▶ _TEKST ŹRÓDŁOWY_
━━━━━━

• Kino
  • Mapa
  • Ogłoszenia
  • Forum
  • Komunikacja
  • Raport

Kłopotliwe skrzyżowanie w Oliwie

Rafał Borowski
1 kwietnia 2019 (artykuł sprzed 5 lat) 
Schemat poruszania się skrzyżowaniem ul. Kołobrzeskiej z al. Grunwaldzką, rozrysowany przez naszego czytelnika. Wbrew pozorom, nie jest on prawidłowy. Jadący od strony Przymorza może zająć dowolny pas jezdni w stronę Wrzeszcza, o ile ustąpi pierwszeństwa uczestnikowi ruchu znajdującemu się z prawej strony. Schemat poruszania się skrzyżowaniem ul. Kołobrzeskiej z al. Grunwaldzką, rozrysowany przez naszego czytelnika. Wbrew pozorom, nie jest on prawidłowy. Jadący od strony Przymorza może zająć dowolny pas jezdni w stronę Wrzeszcza, o ile ustąpi pierwszeństwa uczestnikowi ruchu znajdującemu się z prawej strony.

Wymuszanie pierwszeństwa podczas skręcania z ul. Kołobrzeskiej w al. Grunwaldzką zobacz na mapie Gdańska w Oliwie - oto problem, który niemal każdego dnia obserwuje nasz czytelnik. Ekspert z zakresu prawa o ruchu drogowym wyjaśnia, że podczas wjeżdżania na jezdnię w stronę Wrzeszcza można zająć dowolny pas ruchu, bez względu na to, z którego pasa rozpoczęliśmy manewr. Zawsze należy jednak pamiętać o tym, że pierwszeństwo ma kierowca jadący z naszej prawej strony.



Czy często spotykasz się na drodze z wymuszaniem pierwszeństwa?

Z naszą redakcją skontaktował się pan Tomasz, który w drodze do pracy każdego dnia pokonuje skrzyżowanie przy Hali Olivii.

- Czy mógłbym prosić o poruszenie na łamach portalu Trojmiasto.pl tematu skrętu w lewo z ul. Kołobrzeskiej w al. Grunwaldzką w kierunku Gdańska? Jest tam sytuacja, gdzie z dwóch pasów do skrętu robią się cztery pasy - jeden do zawracania i trzy do kontynuowania jazdy w kierunku Wrzeszcza. Niemal codziennie mam tam sytuację, że osoby zajmujące lewy pas do skrętu na ulicy Kołobrzeskiej wciskają się na środkowy pas oznaczony jako 2 na załączonym niżej rysunku, a nawet na skrajny prawy - zapytał nasz czytelnik.

━━━━━━

▶ _ZADANIE A_
Odpowiedz na pytania do artykułu o skrzyżowaniu w Oliwie:
(i) Który pas jezdni w stronę Wrzeszcza może zająć kierowca jadący od strony Przymorza i pod jakim warunkiem?
(ii) Przy jakiej hali leży skrzyżowanie, które pan Tomasz pokonuje w drodze do pracy?
(iii) Ile pasów powstaje z dwóch pasów do skrętu i do czego one służą?
Tekst i rekordy to dwa niezależne od siebie materiały.

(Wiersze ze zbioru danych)
━━━━━━

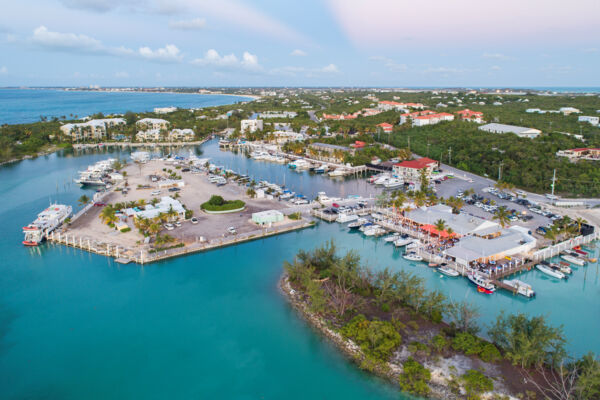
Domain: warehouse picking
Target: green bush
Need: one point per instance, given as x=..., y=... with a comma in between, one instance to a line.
x=377, y=339
x=414, y=378
x=217, y=203
x=475, y=383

━━━━━━

▶ _ZADANIE B_
Przedstaw wszystkie wiersze rekordów jako listę numerowaną, bez pustych wierszy. Pomiń w odpowiedzi obrazy.

▶ _ROZWIĄZANIE A_
(i) Może zająć dowolny pas, o ile ustąpi pierwszeństwa uczestnikowi ruchu znajdującemu się z prawej strony.
(ii) Przy Hali Olivii.
(iii) Powstają cztery pasy: jeden do zawracania i trzy do dalszej jazdy w kierunku Wrzeszcza.

▶ _ROZWIĄZANIE B_
1. Domain: warehouse picking
2. Target: green bush
3. Need: one point per instance, given as x=..., y=... with a comma in between, one instance to a line.
4. x=377, y=339
5. x=414, y=378
6. x=217, y=203
7. x=475, y=383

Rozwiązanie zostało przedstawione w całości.